## PROBLEMS TO SOLVE
#1 In the UAV mapping project write-up, what did the team arrange to map using its existing land survey services?
#2 Return the part of the UAV mapping project write-up that begins at the words "Extensive testing was" and stops after "using drone technology.".

## SELECTED EXTRACT
____________________

The Project: Conduct a test to compare a UAV mapping data set with a traditional land surveying data set to determine accuracy and viability of drone technology for mapping purposes.

Skills developed:
Scheduling - Job delegation - Quality Assurance - Quality Control - Documentation process - Organizational governance control - Minimum Viable Product

In the world of land surveying, accuracy is vitally important to the operation and efficacy of the services you may offer your client. Land survey data is court admissible, and its accuracy has real world safety ramifications. For engineers to effectively plan and design construction, they must have the accurate data reflecting the contours of the earth and position of known items such as utility lines, existing construction, and natural obstacles such as flora and bodies of water.

Extensive testing was going to be necessary to allow UAV technology to be used for deliverables that a land surveying company would sign off on. Given this, we determined a project that would be traditionally surveyed and was in a remote location for safety purposes. We negotiated using our existing land survey services to map a broken utility that needed a replacement, and I was to go out and map the location with our drone so that we would have a comparable dataset with which to ascertain the accuracy of geospatial data created using drone technology.

____________________

## SUPPLIED INFORMATION
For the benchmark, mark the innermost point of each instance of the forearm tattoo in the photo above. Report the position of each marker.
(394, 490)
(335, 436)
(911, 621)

____________________

## THE ANSWERS
#1 A broken utility that needed a replacement.

#2
Extensive testing was going to be necessary to allow UAV technology to be used for deliverables that a land surveying company would sign off on. Given this, we determined a project that would be traditionally surveyed and was in a remote location for safety purposes. We negotiated using our existing land survey services to map a broken utility that needed a replacement, and I was to go out and map the location with our drone so that we would have a comparable dataset with which to ascertain the accuracy of geospatial data created using drone technology.